### EXERCISE GOAL
Exclude the pictures, then copy word for word the lines running from the beginning of the records through the line with "green vegetation, one".

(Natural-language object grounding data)
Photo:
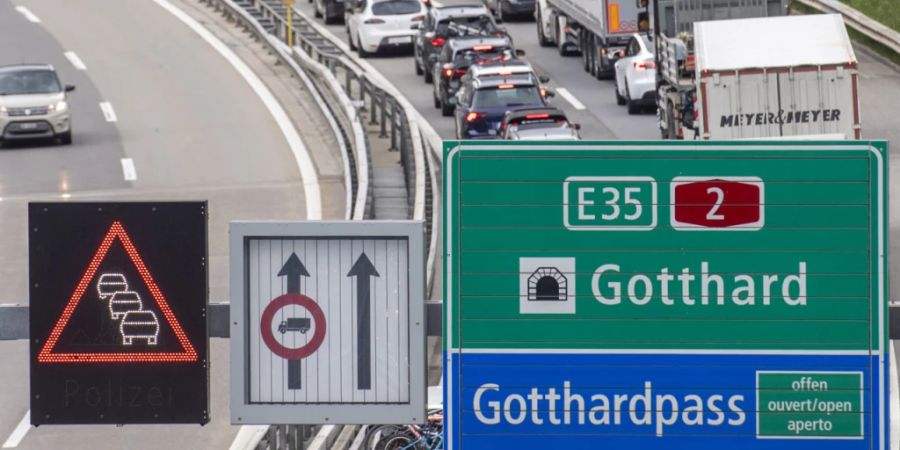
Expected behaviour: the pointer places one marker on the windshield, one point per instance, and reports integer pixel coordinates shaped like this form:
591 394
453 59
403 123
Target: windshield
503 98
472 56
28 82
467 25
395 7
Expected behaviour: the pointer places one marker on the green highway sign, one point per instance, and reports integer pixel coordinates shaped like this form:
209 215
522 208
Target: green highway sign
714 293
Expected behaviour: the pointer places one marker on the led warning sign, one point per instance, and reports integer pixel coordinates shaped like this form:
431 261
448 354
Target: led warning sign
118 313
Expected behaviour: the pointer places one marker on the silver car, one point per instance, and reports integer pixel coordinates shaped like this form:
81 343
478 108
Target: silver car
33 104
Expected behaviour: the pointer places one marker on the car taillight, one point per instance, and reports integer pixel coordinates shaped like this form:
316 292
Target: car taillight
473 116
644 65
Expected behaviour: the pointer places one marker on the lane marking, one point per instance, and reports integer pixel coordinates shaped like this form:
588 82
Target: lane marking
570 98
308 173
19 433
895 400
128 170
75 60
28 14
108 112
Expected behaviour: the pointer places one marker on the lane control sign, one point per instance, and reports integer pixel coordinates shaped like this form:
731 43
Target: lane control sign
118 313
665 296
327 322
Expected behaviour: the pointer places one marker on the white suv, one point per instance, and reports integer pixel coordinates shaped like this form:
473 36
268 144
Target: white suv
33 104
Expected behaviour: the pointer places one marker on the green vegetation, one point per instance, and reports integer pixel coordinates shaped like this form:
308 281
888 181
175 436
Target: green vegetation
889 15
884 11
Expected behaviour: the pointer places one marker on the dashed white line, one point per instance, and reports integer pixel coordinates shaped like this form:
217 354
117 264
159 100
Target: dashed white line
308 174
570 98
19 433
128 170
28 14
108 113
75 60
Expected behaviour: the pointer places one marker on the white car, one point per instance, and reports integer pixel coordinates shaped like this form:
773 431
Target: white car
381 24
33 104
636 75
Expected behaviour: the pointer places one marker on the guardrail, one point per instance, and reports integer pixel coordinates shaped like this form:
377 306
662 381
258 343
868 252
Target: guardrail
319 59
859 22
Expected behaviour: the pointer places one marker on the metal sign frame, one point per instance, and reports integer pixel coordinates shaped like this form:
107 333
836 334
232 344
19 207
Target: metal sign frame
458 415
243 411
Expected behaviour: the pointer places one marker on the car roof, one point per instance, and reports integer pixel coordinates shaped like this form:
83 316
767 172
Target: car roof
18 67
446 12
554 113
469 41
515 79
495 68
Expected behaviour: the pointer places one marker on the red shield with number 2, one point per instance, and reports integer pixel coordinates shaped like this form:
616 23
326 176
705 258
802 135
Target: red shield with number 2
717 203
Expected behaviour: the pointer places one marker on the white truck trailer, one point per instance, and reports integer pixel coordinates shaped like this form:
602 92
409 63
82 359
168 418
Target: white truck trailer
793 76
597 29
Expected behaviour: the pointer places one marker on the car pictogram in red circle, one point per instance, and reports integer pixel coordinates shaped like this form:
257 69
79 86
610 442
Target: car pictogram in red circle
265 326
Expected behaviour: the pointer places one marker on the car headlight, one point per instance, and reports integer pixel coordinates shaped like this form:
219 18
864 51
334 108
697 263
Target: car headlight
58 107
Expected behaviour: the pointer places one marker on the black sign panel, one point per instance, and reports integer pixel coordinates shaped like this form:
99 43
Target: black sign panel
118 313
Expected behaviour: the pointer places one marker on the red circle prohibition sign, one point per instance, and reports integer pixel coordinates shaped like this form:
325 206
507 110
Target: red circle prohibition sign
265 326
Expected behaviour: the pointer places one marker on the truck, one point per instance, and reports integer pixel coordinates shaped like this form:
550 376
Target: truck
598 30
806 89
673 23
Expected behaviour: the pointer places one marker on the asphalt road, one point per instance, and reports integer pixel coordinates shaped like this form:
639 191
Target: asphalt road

### EXERCISE ANSWER
Photo:
Expected behaviour: the pointer places one marker on the windshield, one point per instance, and reports integer pixel coordinates shaped like this form:
591 394
453 59
403 123
Target: windshield
503 98
472 56
28 82
467 25
395 7
Expected behaviour: the pointer places one marker on the green highway sign, one point per instance, and reports integer pixel coordinates shaped like this form:
209 215
522 208
Target: green highway sign
714 293
Expected behaviour: the pointer places one marker on the led warning sign, one point per instance, and reports integer pixel coordinates shaped like this form:
431 261
448 354
Target: led warning sign
118 313
Expected behaviour: the pointer places one marker on the silver car, one point per instance, and reports integer pixel coordinates shaped like this form:
81 343
478 108
Target: silver car
33 104
Expected behaviour: the pointer places one marker on the car taillight, one point per instance, and reports integer pixel coordinates shaped like this form:
316 292
Target: car taillight
473 116
644 65
Expected behaviour: the pointer places one marker on the lane marking, one point per instance, and reports integer pixel coordinates shaped like this form:
588 82
Target: lane marking
570 98
308 173
19 433
895 400
128 170
75 60
28 14
108 112
Expected behaviour: the pointer places one marker on the lane control sign, one point per instance, and reports integer pixel coordinates shaped like this form:
731 43
Target: lane control sign
118 313
665 296
327 322
Expected behaviour: the pointer places one marker on the white suv, one point per instance, and reports integer pixel coordinates shaped like this form:
473 36
268 144
Target: white suv
33 104
Expected behaviour: the pointer places one marker on the green vegetation, one point per instance, and reports integer pixel coordinates shaped like this form:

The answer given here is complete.